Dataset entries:
_ _ _

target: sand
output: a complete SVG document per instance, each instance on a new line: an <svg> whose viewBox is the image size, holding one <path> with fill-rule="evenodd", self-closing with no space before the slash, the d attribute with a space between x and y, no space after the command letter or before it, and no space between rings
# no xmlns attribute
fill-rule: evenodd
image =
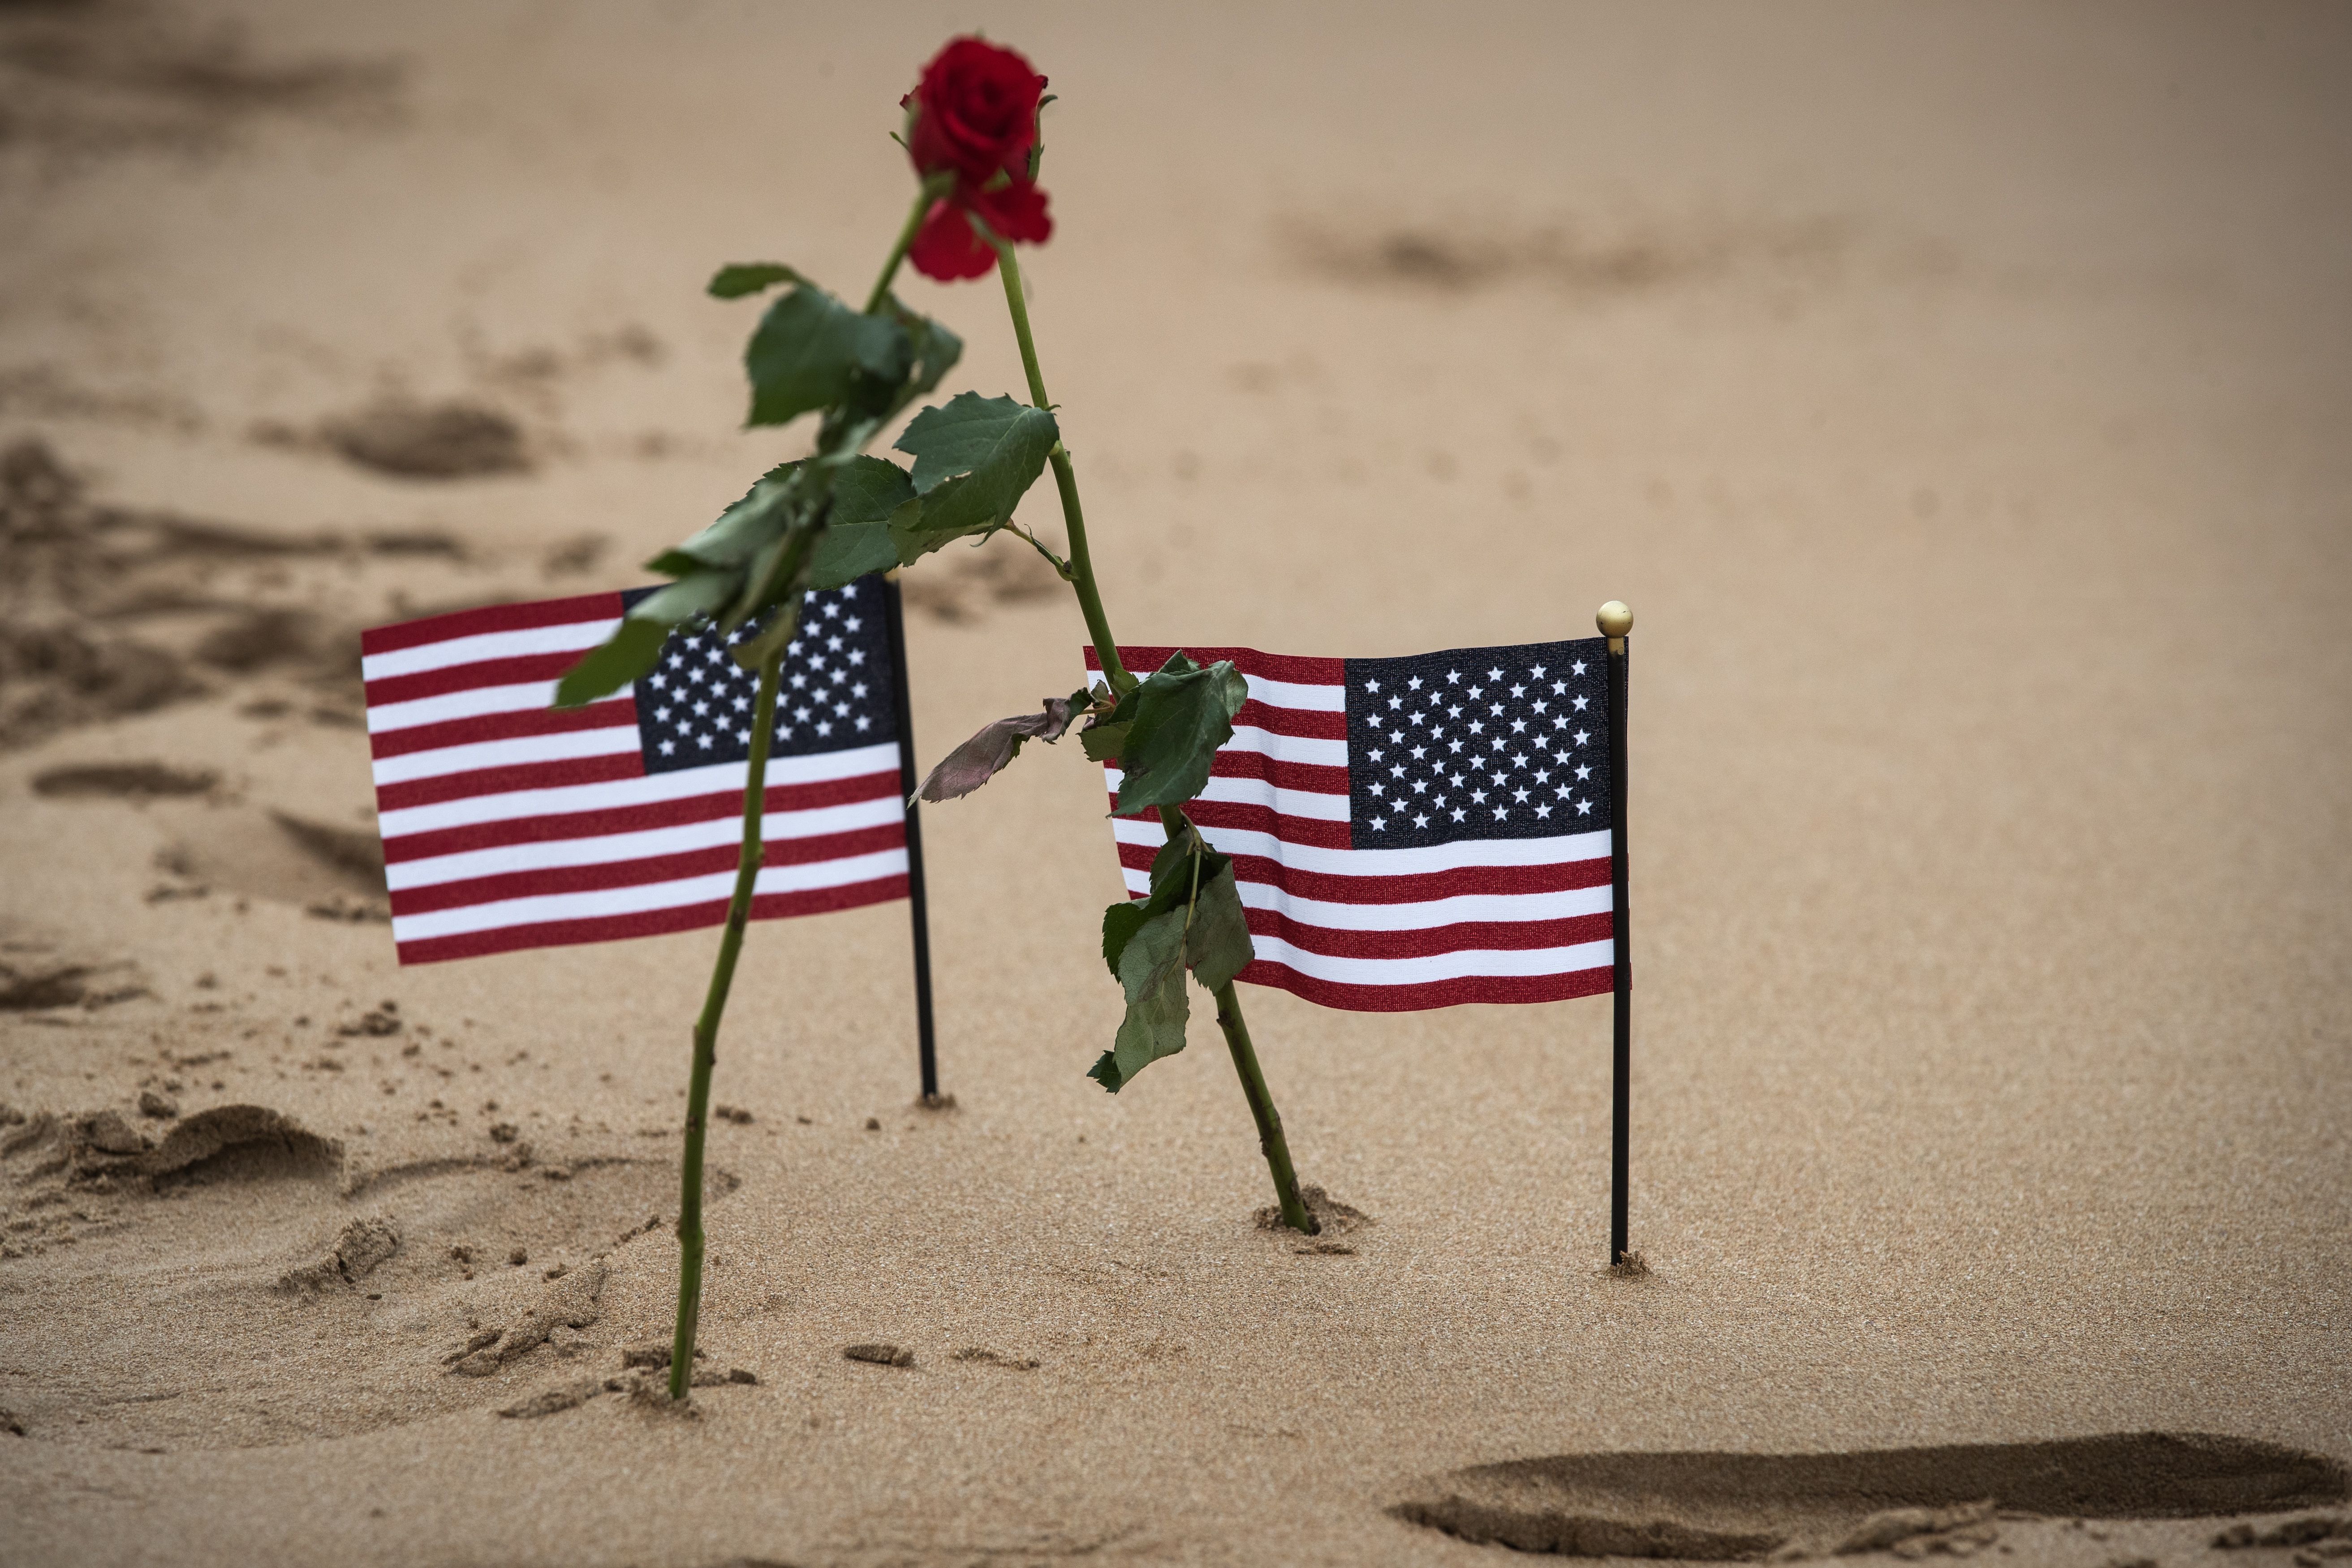
<svg viewBox="0 0 2352 1568"><path fill-rule="evenodd" d="M754 928L681 1417L628 1358L712 935L398 969L355 636L638 581L797 449L698 285L862 286L974 25L1062 94L1030 279L1120 635L1634 606L1651 1271L1602 1267L1598 1000L1251 992L1367 1216L1259 1228L1205 1018L1084 1076L1117 879L1035 747L926 808L955 1109L903 906ZM1433 1526L1501 1519L2098 1568L2342 1515L2347 188L2326 6L0 7L0 1559L1469 1564ZM992 285L907 293L951 390L1018 385ZM1052 590L913 575L927 761L1068 689ZM1946 1447L1984 1491L1868 1457ZM2134 1491L2184 1453L2255 1479Z"/></svg>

_ _ _

__REQUIRED ACTION__.
Every record must be transcribed faithfully, with no picture carried over.

__TASK SOLUTION__.
target: sand
output: a complete SVG document per instance, each instance on a new line: an <svg> whose viewBox is the image size, holding one <path> with fill-rule="evenodd", self-closing with no space before the slash, the d attribute with a space between x and y, no space after the command letter or before it, and no space between rings
# no xmlns attribute
fill-rule: evenodd
image =
<svg viewBox="0 0 2352 1568"><path fill-rule="evenodd" d="M754 928L681 1417L628 1358L712 935L398 969L355 636L638 581L797 449L698 285L862 286L974 25L1062 94L1030 279L1120 635L1634 606L1651 1271L1602 1267L1598 1000L1251 992L1367 1216L1259 1228L1205 1018L1084 1076L1117 879L1035 747L926 808L955 1109L903 906ZM1433 1526L1501 1519L2098 1568L2342 1515L2347 188L2326 6L0 7L0 1559L1469 1564ZM992 285L907 293L951 390L1018 385ZM1052 590L913 575L927 761L1068 689ZM1946 1447L1984 1491L1868 1457ZM2134 1491L2184 1453L2255 1479Z"/></svg>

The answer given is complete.